▸ Teks Kutipan

Ironi Keberagamaan Umat
Oleh:
Edi Junaedi, Peneliti Agama dan Masyarakat
Deputi Kebijakan Pembangunan BRIN
Indeks Kesalehan Sosial Umat Beragama (IKSUB) Tahun 2022 telah dirilis oleh Puslitbang Bimas Agama dan Layanan Keagamaan, Badan Litbang dan Diklat Kementerian Agama hari Selasa (16/8/2022) lalu dalam sebuah seminar yang diadakan di Jakarta. Temuan Evaluasi IKSUB ini secara nasional bisa dibilang sangat menggembirakan dengan skor 84,55. Angka itu termasuk dalam kategori “sangat baik”.
Skor rata-rata nasional tersebut didapat dari skor beberapa dimensi yang mendukungnya, antara lain: relasi dengan negara dan pemerintah (91,41), menjaga etika dan budi pekerti (89,97), relasi antar manusia/kebhinekaan (86,63), kepedulian dan solidaritas sosial (78,73), dan melestarikan lingkungan (75,98).

▸ Isi Data
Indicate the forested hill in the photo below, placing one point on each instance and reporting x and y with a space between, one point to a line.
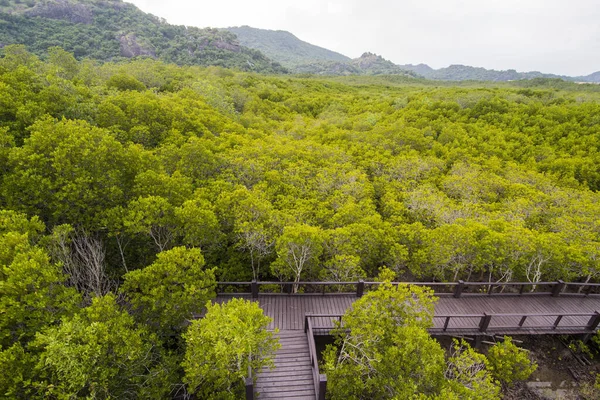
284 47
112 30
367 64
128 189
303 57
465 72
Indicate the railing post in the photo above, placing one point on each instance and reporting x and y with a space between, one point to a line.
249 389
254 289
558 288
459 288
594 321
249 380
287 288
485 322
322 386
360 288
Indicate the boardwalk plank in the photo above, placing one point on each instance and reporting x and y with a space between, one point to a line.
292 376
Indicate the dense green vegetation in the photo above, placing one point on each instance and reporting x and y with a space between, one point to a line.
128 189
384 351
113 30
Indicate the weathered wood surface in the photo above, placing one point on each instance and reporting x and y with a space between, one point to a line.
292 377
288 312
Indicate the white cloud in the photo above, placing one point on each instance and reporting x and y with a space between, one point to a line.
555 36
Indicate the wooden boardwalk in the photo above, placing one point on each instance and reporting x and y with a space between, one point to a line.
296 373
292 377
288 312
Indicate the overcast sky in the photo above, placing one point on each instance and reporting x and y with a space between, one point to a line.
553 36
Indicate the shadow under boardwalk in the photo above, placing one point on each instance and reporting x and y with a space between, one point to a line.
292 376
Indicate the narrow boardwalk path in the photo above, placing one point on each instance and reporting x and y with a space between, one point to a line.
475 315
292 376
288 311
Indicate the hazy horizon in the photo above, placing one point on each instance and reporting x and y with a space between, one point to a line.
526 35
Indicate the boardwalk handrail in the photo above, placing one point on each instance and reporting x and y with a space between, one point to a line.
456 289
319 380
483 324
249 380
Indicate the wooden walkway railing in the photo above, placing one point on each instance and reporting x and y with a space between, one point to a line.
320 380
455 289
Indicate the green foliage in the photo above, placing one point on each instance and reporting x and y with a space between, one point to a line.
32 294
384 351
468 374
100 353
221 346
125 82
284 47
165 295
115 30
67 171
508 363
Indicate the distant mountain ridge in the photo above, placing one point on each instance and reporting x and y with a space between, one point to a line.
302 57
284 47
111 30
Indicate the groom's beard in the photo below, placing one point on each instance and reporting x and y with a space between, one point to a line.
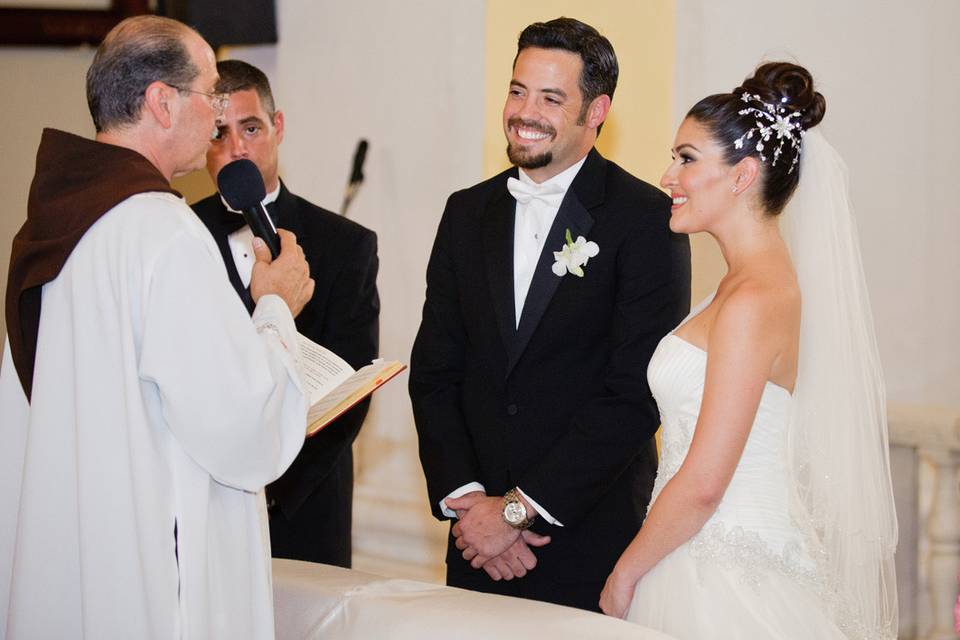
521 158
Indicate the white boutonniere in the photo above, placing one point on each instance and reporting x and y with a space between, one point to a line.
574 255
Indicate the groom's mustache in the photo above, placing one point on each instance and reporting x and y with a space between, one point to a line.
516 122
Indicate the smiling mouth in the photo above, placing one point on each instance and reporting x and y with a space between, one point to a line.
533 135
530 131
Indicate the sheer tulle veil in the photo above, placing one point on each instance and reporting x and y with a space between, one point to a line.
838 444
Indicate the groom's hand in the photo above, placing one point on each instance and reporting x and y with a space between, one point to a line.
482 533
518 559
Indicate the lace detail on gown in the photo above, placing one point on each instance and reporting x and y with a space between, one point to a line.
751 533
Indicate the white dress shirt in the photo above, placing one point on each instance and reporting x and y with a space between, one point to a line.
532 223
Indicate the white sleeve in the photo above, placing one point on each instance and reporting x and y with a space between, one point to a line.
456 493
543 512
230 394
16 413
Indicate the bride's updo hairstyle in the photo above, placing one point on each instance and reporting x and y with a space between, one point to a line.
764 118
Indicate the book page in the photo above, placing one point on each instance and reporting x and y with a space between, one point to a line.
323 370
353 382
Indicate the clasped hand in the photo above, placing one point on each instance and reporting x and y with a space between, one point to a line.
490 543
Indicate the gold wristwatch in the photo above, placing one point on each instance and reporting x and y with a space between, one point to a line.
514 513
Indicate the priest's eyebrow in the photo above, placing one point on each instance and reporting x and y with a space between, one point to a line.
557 92
251 120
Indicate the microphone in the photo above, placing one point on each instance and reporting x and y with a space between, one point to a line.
356 175
241 185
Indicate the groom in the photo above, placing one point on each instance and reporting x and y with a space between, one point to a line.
528 374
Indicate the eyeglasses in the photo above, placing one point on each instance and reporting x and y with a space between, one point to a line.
218 101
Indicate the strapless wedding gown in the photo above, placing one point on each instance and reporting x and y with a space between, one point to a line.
746 573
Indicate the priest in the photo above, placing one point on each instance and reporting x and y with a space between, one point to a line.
143 411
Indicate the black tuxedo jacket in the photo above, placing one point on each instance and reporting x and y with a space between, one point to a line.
559 406
343 316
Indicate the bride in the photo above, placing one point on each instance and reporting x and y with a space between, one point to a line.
772 514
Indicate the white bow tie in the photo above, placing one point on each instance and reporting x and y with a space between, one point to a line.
549 194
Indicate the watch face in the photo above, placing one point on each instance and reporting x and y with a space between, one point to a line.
514 512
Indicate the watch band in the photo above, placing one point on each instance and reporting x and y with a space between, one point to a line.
514 512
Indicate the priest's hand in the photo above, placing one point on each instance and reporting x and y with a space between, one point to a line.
518 559
288 276
482 533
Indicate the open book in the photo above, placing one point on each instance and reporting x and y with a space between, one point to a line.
332 386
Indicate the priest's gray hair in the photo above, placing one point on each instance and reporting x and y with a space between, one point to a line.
136 52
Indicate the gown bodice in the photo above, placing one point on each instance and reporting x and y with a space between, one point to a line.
752 525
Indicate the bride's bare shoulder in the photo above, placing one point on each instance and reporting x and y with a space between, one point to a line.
766 302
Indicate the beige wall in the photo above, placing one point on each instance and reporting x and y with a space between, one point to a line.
45 88
890 76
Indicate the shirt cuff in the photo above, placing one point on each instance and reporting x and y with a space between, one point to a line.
540 510
456 493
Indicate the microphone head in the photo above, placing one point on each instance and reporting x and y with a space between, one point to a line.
241 184
356 175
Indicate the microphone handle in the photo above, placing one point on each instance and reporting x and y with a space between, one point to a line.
259 222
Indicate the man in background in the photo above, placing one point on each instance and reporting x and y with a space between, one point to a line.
310 506
143 411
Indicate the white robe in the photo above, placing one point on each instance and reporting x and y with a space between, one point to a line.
156 402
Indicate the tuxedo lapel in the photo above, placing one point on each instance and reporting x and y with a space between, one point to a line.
584 194
285 213
222 222
498 224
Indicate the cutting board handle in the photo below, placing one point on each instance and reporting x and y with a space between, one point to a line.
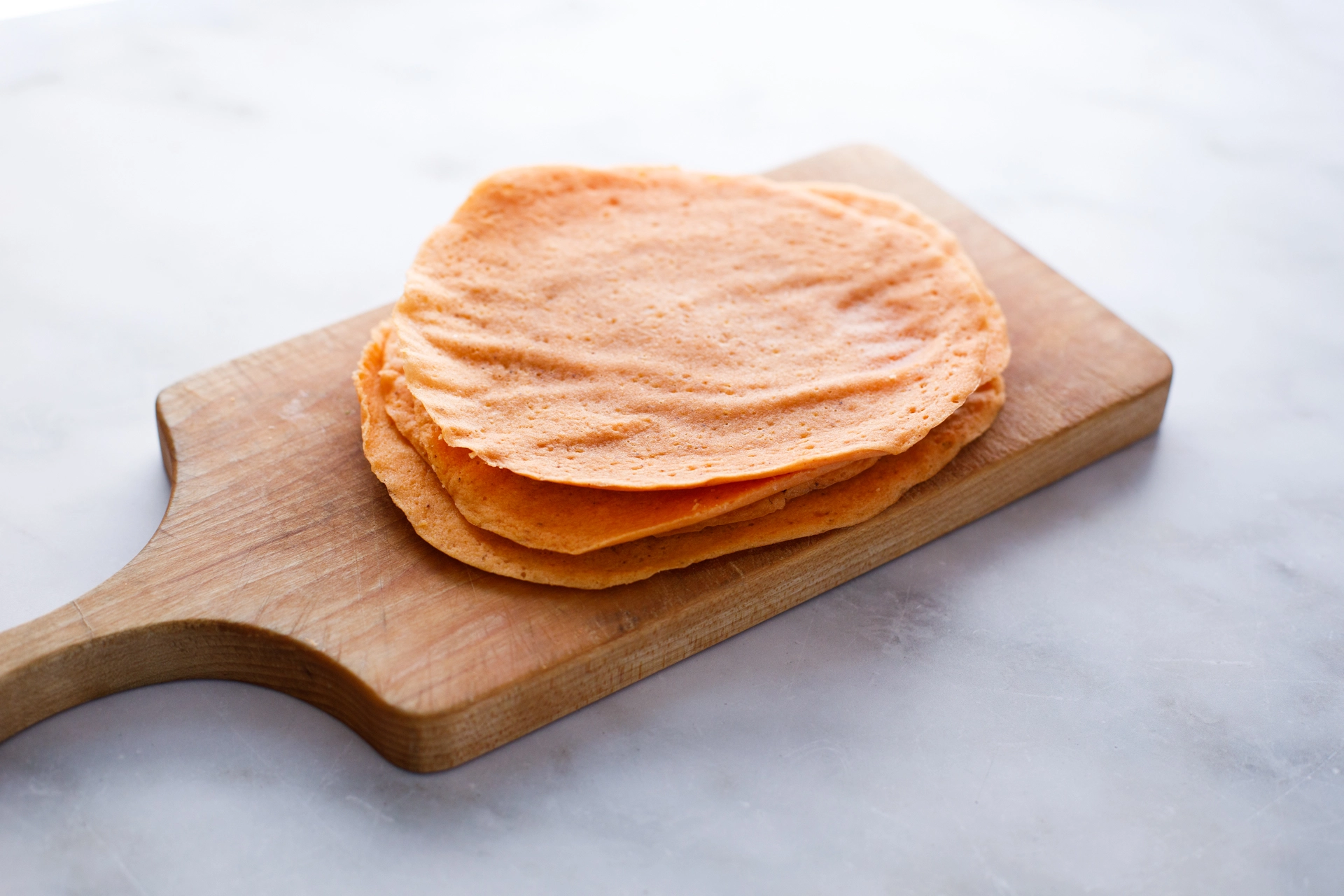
131 631
62 660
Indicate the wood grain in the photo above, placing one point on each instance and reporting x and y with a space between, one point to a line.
283 562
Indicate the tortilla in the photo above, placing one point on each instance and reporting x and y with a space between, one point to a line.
660 330
574 519
429 508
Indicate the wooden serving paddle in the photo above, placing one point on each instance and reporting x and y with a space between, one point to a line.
283 562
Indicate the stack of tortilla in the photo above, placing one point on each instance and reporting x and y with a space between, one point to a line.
597 375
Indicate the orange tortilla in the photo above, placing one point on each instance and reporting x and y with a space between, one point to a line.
571 519
420 495
660 330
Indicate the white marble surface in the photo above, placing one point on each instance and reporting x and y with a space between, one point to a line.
1128 682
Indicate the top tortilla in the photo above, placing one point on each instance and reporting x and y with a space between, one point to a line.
654 328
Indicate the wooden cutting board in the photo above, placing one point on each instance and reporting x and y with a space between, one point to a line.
283 562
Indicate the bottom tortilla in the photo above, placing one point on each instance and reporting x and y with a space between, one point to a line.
429 508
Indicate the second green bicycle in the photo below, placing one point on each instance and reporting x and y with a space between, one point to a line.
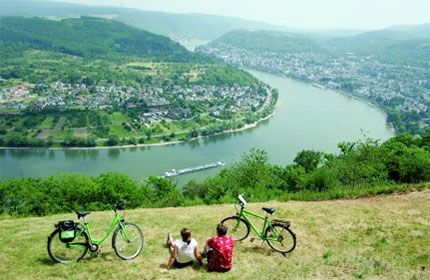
69 242
276 233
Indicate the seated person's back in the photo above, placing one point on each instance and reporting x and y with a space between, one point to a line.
185 250
221 250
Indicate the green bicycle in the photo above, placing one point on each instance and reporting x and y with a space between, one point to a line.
276 233
69 242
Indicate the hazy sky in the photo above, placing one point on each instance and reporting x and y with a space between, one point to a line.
321 14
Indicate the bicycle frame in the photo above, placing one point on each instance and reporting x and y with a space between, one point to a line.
116 220
267 223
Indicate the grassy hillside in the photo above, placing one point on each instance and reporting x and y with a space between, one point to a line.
384 237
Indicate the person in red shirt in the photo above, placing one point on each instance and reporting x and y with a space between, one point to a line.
219 250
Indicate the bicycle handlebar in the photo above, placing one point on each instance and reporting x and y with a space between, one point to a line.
242 200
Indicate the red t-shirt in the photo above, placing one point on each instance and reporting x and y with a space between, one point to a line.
221 256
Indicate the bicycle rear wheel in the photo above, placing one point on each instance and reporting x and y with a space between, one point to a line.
127 244
280 238
236 227
67 252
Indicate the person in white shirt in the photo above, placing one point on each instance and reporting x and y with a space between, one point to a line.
183 252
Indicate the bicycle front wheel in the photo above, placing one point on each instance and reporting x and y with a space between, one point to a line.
67 252
127 242
281 238
236 227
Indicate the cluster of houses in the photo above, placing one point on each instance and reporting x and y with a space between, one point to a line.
360 75
16 97
157 103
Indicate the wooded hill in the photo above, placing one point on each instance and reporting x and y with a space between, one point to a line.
90 37
193 25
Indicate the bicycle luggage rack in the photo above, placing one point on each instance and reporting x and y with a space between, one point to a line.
286 223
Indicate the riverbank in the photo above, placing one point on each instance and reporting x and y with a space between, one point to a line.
245 127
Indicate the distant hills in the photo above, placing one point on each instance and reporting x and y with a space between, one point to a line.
398 44
91 37
382 39
187 25
270 41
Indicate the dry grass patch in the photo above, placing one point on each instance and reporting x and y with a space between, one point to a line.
385 237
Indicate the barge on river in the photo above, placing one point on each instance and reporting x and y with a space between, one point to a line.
175 172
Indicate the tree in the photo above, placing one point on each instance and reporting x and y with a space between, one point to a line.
113 140
309 160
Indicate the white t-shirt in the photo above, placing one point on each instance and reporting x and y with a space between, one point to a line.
185 251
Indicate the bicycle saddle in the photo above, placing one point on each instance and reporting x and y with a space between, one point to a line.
269 210
82 213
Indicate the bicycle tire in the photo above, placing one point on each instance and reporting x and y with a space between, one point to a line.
238 228
285 233
61 253
134 233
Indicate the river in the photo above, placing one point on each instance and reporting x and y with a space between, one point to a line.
306 118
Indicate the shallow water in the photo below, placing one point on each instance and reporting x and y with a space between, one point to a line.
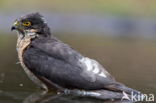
130 61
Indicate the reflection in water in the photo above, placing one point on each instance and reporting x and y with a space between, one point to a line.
44 97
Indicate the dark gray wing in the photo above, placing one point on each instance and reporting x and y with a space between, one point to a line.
64 66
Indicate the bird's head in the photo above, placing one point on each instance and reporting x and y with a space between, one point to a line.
31 25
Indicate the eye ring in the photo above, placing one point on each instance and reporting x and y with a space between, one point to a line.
27 23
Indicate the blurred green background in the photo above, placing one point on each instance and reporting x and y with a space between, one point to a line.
120 34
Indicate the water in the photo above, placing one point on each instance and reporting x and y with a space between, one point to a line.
130 61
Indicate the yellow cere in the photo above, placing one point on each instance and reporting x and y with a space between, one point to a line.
27 23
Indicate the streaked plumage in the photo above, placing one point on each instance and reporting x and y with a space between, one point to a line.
54 63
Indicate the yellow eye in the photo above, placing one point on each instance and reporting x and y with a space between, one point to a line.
28 23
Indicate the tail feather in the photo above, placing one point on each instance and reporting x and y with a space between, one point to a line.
121 87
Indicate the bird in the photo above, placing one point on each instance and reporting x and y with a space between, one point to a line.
53 64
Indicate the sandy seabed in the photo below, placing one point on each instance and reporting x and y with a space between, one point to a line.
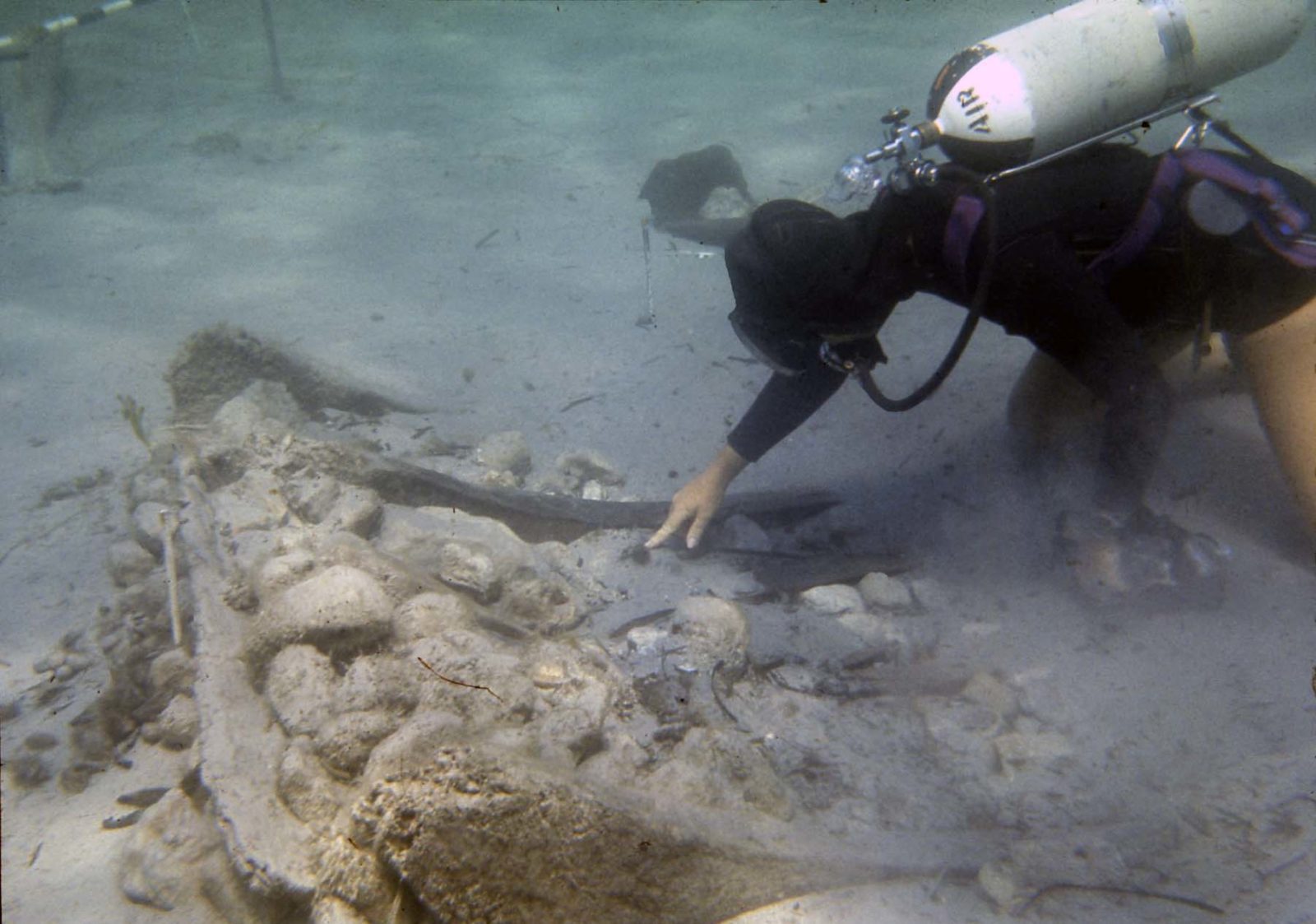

▸ Tujuan Tugas
[a] Ulangi kata demi kata bagian tulisan tentang Indeks Kesalehan Sosial Umat Beragama dari "Skor rata-rata nasional" sampai "melestarikan lingkungan (75,98).", dengan kedua ujungnya ikut disalin.
[b] Menurut tulisan tentang Indeks Kesalehan Sosial Umat Beragama, berapa skor dimensi melestarikan lingkungan?
[c] Teruskan tulisan tentang Indeks Kesalehan Sosial Umat Beragama 2022 mulai setelah kalimat terakhirnya.

▸ Hasil yang Diharapkan
[a]
Skor rata-rata nasional tersebut didapat dari skor beberapa dimensi yang mendukungnya, antara lain: relasi dengan negara dan pemerintah (91,41), menjaga etika dan budi pekerti (89,97), relasi antar manusia/kebhinekaan (86,63), kepedulian dan solidaritas sosial (78,73), dan melestarikan lingkungan (75,98).

[b] 75,98.

[c]
Sebagaimana dijelaskan dalam desain operasionalnya, secara metodologis evaluasi dalam bentuk survei ini menyasar kepada umat beragama yang enam, yaitu Islam, Kristen, Katolik, Buddha, Hindu, dan Konghucu. Lokus penelitian dipilih beberapa kota secara random yang dominan masing-masing umat beragamanya. Untuk umat Islam misalnya, lokus yang terpilih di antaranya adalah Kota Makassar dan Kota Bandung, sedangkan Kota Denpasar terpilih sebagai salah satu lokus umat Hindu. Rumah ibadah masing-masing agama dijadikan sebagai primary sampling unit (PSU)-nya. Dari masing-masing rumah ibadah yang terpilih diwawancarai lima repsonden yang terdiri dari tiga orang jemaah, satu orang pengurus rumah ibadah, dan satu orang tokoh agama setempat.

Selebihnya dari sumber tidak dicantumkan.